— RECORDS SHOWN —
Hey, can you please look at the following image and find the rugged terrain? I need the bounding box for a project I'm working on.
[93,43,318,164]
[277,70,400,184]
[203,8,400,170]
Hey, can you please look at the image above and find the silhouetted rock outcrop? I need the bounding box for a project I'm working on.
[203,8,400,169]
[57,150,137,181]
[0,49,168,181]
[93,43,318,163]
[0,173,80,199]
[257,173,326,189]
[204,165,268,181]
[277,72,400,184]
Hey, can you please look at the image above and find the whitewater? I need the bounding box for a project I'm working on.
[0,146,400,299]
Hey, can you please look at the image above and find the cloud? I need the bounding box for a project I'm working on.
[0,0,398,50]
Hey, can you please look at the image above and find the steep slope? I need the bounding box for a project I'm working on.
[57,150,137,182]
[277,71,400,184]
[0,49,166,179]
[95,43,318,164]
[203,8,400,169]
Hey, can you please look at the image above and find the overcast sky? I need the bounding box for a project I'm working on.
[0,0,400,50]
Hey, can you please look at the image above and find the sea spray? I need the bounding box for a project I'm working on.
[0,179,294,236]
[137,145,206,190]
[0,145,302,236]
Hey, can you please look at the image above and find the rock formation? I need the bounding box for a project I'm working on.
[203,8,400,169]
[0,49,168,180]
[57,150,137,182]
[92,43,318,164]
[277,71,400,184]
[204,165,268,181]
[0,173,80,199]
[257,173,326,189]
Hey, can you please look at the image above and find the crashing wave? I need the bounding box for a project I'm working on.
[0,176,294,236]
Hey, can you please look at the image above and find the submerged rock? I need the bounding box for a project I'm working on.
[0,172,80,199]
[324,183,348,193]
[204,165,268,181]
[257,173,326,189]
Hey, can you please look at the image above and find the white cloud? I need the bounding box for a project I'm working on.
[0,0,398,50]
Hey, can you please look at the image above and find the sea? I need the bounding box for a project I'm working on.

— PROBLEM DETAILS —
Place each line of the listing above into a Markdown table whose two columns are Row, which gives the row number, and Text, which gives the line. Leave out blank lines.

— FULL OUTPUT —
| Row | Text |
|---|---|
| 1 | Hey, can you please look at the following image and find the rugged terrain? I need the bounding box for a project I'm working on. |
| 2 | [93,43,318,164] |
| 3 | [277,70,400,184] |
| 4 | [203,8,400,170] |
| 5 | Hey, can you please look at the image above and find the silhouetted rock outcrop? I need the bounding box for a project I'm working on. |
| 6 | [203,8,400,169] |
| 7 | [57,150,137,181] |
| 8 | [0,49,168,181] |
| 9 | [93,43,318,163] |
| 10 | [0,173,80,199] |
| 11 | [257,173,326,189] |
| 12 | [204,165,268,181] |
| 13 | [277,72,400,184] |
| 14 | Hey, can you please look at the image above and find the whitewater? I need the bounding box for a project I'm working on. |
| 15 | [0,146,400,299] |
| 16 | Hey, can you please look at the image above and find the cloud? I need the bounding box for a project I'm working on. |
| 17 | [0,0,398,50] |
| 18 | Hey, can you please look at the image above and find the steep slope? I need the bounding box for a project I'm working on. |
| 19 | [57,150,137,182] |
| 20 | [277,71,400,184] |
| 21 | [0,49,166,179] |
| 22 | [95,43,318,164] |
| 23 | [203,8,400,169] |
| 24 | Hey, can you please look at the image above and find the overcast sky? I need the bounding box for a project I'm working on. |
| 25 | [0,0,400,50] |
| 26 | Hey, can you please look at the image above and find the sea spray? I need the bounding box for a project I'm working on. |
| 27 | [0,179,294,236] |
| 28 | [137,145,206,190] |
| 29 | [0,145,302,236] |
| 30 | Hey, can you please look at the image above and find the rock formation? I need the bounding box for a project I'm working on. |
| 31 | [203,8,400,169] |
| 32 | [0,49,168,180] |
| 33 | [57,150,137,182] |
| 34 | [92,43,318,164] |
| 35 | [277,71,400,184] |
| 36 | [204,165,268,181] |
| 37 | [0,173,80,199] |
| 38 | [257,173,326,189] |
| 39 | Hey, can you please look at the image above and find the crashing wave? I need the bounding box for a project I'm working on. |
| 40 | [0,176,294,236] |
| 41 | Hey, can you please look at the image above and find the submerged rock? I need the bounding box for a project I'm working on. |
| 42 | [0,172,80,199] |
| 43 | [324,183,348,193] |
| 44 | [204,165,268,181] |
| 45 | [257,173,326,189] |
| 46 | Hey, can you please look at the image above and find the white cloud? I need the bounding box for a project I'm working on. |
| 47 | [0,0,398,50] |
| 48 | Hey, can you please look at the image above and find the sea? I need the bounding box for a project I'm working on. |